**Talimat**
Aşağıdaki satırlarda "Target: residential building" ifadesini içeren satırdan son satıra kadar uzanan kısmı, iki uç da dahil olmak üzere birebir yeniden yazın.
________
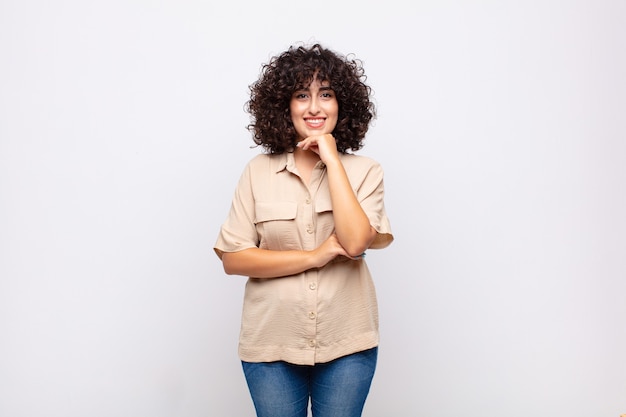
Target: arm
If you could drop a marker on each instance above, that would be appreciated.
(352, 225)
(263, 263)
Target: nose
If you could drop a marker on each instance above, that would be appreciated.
(314, 106)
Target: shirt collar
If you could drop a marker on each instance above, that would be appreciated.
(285, 161)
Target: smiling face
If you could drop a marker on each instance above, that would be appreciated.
(314, 109)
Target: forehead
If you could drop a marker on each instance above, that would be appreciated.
(313, 82)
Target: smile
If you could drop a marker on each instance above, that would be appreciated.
(314, 122)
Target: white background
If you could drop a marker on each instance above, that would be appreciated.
(501, 130)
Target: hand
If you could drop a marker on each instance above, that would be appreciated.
(323, 145)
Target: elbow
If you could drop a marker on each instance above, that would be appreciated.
(357, 247)
(356, 251)
(228, 265)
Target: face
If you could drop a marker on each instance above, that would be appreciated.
(314, 110)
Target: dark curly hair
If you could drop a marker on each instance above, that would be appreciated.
(295, 69)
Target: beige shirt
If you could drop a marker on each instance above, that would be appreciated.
(320, 314)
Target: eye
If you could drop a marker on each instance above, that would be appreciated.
(300, 95)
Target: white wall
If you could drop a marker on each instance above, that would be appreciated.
(501, 129)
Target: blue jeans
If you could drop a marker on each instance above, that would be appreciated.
(336, 389)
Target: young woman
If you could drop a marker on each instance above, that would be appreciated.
(303, 215)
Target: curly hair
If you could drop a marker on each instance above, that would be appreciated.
(294, 69)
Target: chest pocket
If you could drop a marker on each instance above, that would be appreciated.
(276, 225)
(324, 215)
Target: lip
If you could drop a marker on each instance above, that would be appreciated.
(315, 122)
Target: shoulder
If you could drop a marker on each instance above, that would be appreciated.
(266, 162)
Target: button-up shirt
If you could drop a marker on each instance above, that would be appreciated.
(320, 314)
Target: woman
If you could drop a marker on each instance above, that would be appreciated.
(303, 215)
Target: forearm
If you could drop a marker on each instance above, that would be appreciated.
(352, 225)
(261, 263)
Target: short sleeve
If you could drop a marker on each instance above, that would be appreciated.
(371, 196)
(238, 232)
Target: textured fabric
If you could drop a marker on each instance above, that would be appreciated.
(320, 314)
(337, 388)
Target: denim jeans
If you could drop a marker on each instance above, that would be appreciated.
(336, 389)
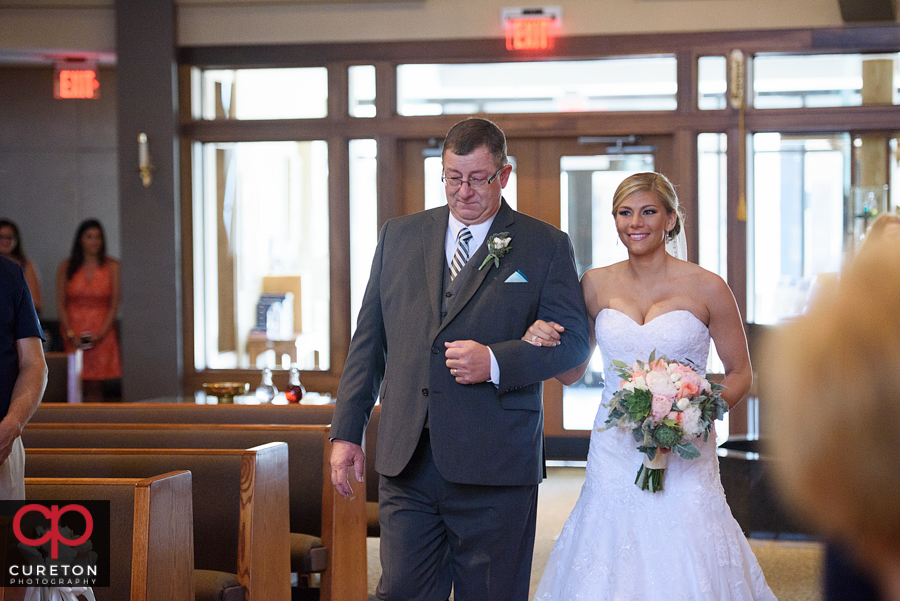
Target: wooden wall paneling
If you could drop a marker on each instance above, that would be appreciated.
(389, 175)
(339, 251)
(547, 153)
(412, 176)
(737, 230)
(385, 90)
(525, 152)
(338, 86)
(186, 208)
(685, 172)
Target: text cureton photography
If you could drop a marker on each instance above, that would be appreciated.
(55, 543)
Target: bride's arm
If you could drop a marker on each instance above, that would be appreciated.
(727, 330)
(542, 333)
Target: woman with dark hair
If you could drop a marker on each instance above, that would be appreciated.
(623, 540)
(11, 248)
(87, 298)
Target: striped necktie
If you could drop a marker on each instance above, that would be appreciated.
(462, 252)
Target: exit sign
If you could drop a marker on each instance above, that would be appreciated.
(531, 28)
(75, 80)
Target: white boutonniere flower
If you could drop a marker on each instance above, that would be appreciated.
(498, 245)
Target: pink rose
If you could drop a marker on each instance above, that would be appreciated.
(687, 375)
(687, 391)
(660, 383)
(660, 407)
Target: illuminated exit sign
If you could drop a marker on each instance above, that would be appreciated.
(75, 80)
(531, 28)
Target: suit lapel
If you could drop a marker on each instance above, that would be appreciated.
(505, 218)
(434, 235)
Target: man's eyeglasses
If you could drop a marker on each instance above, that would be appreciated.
(455, 183)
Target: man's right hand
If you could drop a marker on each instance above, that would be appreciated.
(345, 455)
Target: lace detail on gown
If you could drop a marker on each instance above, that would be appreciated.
(624, 544)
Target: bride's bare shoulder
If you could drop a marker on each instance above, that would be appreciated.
(709, 284)
(599, 276)
(596, 284)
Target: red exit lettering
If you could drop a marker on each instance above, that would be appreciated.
(77, 83)
(529, 34)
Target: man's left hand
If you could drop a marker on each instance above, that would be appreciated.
(469, 362)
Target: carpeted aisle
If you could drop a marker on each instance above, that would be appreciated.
(793, 569)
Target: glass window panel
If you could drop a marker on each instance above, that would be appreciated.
(796, 220)
(816, 81)
(362, 90)
(363, 219)
(587, 185)
(262, 273)
(712, 217)
(435, 195)
(712, 198)
(711, 83)
(264, 93)
(894, 174)
(622, 84)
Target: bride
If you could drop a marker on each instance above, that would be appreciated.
(620, 542)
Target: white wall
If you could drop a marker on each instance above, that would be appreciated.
(88, 25)
(457, 19)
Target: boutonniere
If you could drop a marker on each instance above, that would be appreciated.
(498, 245)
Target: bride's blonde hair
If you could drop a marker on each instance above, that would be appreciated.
(651, 182)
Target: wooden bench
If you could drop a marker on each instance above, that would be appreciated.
(240, 508)
(151, 536)
(189, 413)
(315, 508)
(181, 413)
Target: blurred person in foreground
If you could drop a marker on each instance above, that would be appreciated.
(23, 375)
(11, 248)
(833, 380)
(87, 299)
(886, 226)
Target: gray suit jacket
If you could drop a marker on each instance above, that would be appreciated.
(480, 433)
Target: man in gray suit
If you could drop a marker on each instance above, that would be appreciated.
(451, 292)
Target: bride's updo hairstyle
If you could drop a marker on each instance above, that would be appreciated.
(651, 182)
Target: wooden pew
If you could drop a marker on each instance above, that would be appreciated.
(181, 413)
(240, 507)
(190, 413)
(315, 508)
(151, 534)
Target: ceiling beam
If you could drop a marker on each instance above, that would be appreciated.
(867, 11)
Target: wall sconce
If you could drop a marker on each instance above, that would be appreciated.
(145, 167)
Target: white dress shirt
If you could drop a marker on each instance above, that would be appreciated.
(479, 232)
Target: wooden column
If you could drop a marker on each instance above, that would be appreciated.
(150, 216)
(878, 83)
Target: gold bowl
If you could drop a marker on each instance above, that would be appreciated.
(225, 391)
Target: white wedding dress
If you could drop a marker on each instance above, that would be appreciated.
(622, 543)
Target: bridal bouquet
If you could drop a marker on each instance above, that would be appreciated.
(665, 404)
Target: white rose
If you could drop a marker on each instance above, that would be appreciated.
(659, 383)
(692, 424)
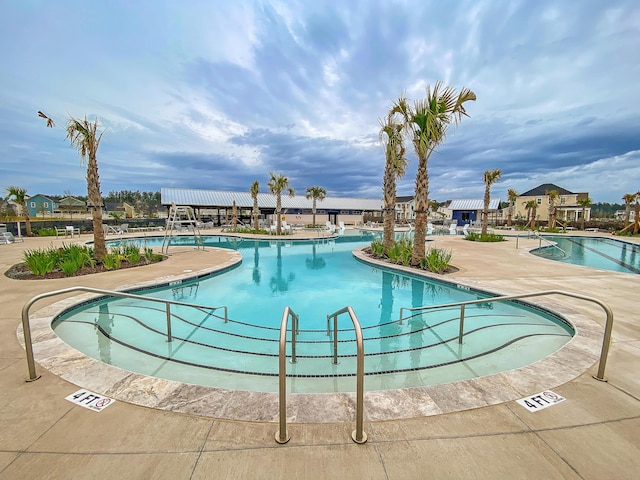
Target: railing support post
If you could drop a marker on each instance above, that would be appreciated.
(461, 331)
(168, 310)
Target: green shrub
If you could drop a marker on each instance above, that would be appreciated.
(400, 252)
(487, 237)
(436, 260)
(40, 262)
(377, 248)
(47, 232)
(112, 261)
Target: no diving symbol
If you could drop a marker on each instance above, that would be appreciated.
(103, 402)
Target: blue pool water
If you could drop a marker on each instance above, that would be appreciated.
(594, 252)
(314, 279)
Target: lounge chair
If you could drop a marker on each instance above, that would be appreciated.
(6, 238)
(330, 226)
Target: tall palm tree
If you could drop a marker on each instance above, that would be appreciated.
(315, 193)
(254, 190)
(584, 203)
(277, 184)
(426, 124)
(512, 195)
(19, 195)
(636, 213)
(628, 199)
(84, 135)
(395, 165)
(553, 196)
(531, 207)
(489, 177)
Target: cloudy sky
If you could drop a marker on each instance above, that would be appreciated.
(215, 95)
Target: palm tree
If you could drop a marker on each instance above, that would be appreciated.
(278, 183)
(84, 135)
(553, 196)
(636, 214)
(512, 195)
(489, 177)
(426, 124)
(315, 193)
(395, 165)
(628, 198)
(254, 190)
(531, 206)
(584, 203)
(19, 195)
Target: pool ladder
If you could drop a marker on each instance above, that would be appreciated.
(282, 435)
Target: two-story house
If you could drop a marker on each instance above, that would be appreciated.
(566, 203)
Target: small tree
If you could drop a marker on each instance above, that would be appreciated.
(255, 190)
(277, 184)
(19, 195)
(512, 195)
(426, 124)
(584, 203)
(628, 199)
(395, 165)
(489, 177)
(553, 196)
(84, 135)
(315, 193)
(531, 207)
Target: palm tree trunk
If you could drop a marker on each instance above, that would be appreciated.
(389, 208)
(314, 212)
(278, 213)
(95, 198)
(422, 203)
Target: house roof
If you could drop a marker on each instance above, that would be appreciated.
(224, 199)
(474, 204)
(71, 202)
(541, 190)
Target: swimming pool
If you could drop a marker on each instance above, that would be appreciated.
(594, 252)
(314, 278)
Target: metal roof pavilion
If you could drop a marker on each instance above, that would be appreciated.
(474, 204)
(224, 199)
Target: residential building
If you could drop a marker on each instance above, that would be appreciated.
(470, 210)
(70, 206)
(405, 209)
(217, 205)
(41, 205)
(566, 204)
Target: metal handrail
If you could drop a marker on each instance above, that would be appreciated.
(27, 329)
(282, 436)
(540, 240)
(358, 435)
(607, 331)
(552, 244)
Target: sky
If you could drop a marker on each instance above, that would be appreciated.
(216, 95)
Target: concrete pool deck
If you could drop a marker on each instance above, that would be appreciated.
(595, 433)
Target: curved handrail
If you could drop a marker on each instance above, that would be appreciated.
(282, 436)
(607, 331)
(358, 435)
(28, 345)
________
**Bu Görevin Çıktısı**
Target: residential building
If you could drop a marker on each instance above, that would be appreciated.
(470, 210)
(70, 206)
(405, 209)
(217, 205)
(41, 205)
(566, 204)
Target: metal handrail
If you could drop a marker on each instance above, that would be appreciated.
(27, 329)
(282, 436)
(540, 240)
(358, 435)
(607, 331)
(552, 244)
Target: sky
If you could drop a marker on each instance above, that would be appreciated.
(216, 95)
Target: concrete pool deck
If you could drop a marker on each instance above, that would be appreciated.
(595, 433)
Target: curved handrail
If you could drop a marker on each instance above, that would be appreciated.
(282, 436)
(607, 331)
(358, 435)
(28, 345)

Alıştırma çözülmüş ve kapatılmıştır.